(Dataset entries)
Start of Block

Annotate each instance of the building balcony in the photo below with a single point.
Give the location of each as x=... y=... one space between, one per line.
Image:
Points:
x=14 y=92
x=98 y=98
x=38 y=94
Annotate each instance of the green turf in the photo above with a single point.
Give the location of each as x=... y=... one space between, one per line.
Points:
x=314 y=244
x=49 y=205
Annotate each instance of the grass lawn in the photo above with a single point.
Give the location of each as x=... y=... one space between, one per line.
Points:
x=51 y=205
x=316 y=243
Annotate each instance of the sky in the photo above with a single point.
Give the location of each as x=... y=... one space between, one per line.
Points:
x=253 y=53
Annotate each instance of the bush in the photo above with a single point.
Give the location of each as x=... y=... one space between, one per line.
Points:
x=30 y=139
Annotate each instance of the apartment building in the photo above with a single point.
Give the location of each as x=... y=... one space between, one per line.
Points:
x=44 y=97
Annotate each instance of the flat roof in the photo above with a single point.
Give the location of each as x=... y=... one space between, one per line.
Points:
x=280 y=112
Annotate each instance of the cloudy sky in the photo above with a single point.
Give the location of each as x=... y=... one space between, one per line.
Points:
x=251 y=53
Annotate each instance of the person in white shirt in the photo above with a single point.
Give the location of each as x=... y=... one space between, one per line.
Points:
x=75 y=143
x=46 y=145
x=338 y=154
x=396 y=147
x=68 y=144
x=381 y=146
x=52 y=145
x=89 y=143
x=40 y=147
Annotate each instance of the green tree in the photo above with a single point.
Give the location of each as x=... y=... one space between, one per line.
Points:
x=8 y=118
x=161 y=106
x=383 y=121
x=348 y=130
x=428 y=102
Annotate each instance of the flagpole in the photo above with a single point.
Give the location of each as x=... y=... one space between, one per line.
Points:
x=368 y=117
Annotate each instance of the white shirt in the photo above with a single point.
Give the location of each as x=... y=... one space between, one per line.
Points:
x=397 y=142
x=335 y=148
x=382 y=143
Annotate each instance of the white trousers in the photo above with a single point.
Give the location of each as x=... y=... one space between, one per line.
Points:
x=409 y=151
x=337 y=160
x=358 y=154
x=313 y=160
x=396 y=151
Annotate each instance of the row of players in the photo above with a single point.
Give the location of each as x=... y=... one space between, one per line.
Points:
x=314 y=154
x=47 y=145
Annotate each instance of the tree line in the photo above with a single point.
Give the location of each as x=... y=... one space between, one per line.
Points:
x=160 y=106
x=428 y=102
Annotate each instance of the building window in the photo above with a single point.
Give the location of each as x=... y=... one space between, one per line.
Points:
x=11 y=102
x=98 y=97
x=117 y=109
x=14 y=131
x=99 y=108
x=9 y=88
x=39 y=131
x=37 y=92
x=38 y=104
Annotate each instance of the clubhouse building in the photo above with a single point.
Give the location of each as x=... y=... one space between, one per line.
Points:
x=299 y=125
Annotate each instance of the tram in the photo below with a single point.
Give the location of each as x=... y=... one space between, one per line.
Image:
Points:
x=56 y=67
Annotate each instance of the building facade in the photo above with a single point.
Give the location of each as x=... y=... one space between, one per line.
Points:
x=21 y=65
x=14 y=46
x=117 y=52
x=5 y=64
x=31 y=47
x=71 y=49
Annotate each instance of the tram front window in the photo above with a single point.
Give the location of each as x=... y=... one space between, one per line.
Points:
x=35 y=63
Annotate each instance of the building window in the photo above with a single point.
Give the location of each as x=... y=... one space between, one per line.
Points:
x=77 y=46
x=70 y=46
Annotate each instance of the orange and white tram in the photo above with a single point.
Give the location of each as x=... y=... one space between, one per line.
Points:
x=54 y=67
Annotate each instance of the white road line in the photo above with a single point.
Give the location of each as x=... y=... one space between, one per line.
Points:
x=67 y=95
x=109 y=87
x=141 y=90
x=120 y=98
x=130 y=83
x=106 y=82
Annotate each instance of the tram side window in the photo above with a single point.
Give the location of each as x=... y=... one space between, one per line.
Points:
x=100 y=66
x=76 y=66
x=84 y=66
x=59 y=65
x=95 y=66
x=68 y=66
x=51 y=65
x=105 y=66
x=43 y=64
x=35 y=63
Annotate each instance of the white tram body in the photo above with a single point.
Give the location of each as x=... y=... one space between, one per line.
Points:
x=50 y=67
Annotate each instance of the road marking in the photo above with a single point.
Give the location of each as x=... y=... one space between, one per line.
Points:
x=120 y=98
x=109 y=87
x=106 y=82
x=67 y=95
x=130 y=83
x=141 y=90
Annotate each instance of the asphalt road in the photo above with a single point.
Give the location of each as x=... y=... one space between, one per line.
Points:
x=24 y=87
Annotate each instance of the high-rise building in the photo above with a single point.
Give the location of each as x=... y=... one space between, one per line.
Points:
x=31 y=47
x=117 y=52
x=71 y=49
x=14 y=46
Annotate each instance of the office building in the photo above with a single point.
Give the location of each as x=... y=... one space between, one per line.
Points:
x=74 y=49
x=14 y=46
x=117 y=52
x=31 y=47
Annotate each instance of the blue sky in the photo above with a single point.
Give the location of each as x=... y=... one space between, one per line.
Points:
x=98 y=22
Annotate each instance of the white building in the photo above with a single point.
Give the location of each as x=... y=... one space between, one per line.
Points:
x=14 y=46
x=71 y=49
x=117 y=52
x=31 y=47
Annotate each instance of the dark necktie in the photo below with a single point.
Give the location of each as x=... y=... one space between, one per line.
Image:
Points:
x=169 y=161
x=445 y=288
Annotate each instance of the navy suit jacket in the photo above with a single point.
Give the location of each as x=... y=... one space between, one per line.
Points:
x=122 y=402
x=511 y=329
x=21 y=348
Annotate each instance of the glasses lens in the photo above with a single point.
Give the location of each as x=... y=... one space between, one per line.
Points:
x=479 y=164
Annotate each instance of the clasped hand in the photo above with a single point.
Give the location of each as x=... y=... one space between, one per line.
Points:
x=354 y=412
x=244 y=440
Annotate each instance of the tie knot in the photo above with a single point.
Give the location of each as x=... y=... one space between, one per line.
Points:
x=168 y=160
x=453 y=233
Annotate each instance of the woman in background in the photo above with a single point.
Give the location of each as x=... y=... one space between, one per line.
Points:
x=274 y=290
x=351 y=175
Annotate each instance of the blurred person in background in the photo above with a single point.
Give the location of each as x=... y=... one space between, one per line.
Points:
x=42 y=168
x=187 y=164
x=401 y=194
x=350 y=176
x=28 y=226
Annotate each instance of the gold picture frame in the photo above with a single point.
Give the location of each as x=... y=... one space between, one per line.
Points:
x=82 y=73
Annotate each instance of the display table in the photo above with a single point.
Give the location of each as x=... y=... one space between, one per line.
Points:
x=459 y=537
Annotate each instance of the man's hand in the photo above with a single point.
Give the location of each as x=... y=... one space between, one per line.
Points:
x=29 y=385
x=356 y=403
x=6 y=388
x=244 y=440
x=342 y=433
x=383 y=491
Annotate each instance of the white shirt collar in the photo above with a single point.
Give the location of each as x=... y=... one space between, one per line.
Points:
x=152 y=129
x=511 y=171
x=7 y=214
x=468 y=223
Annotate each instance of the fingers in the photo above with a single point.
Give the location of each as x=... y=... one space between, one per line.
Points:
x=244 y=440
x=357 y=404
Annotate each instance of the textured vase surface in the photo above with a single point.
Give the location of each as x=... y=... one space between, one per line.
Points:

End of Block

Every line in the data that holds the string "below" should be copied.

■ **REPLY TO THE EXERCISE**
Annotate each instance of the building balcony in the photo below with a single point.
Annotate each instance of the tram in the photo below with a single point.
Annotate each instance of the dark necktie in the photo below with a single point.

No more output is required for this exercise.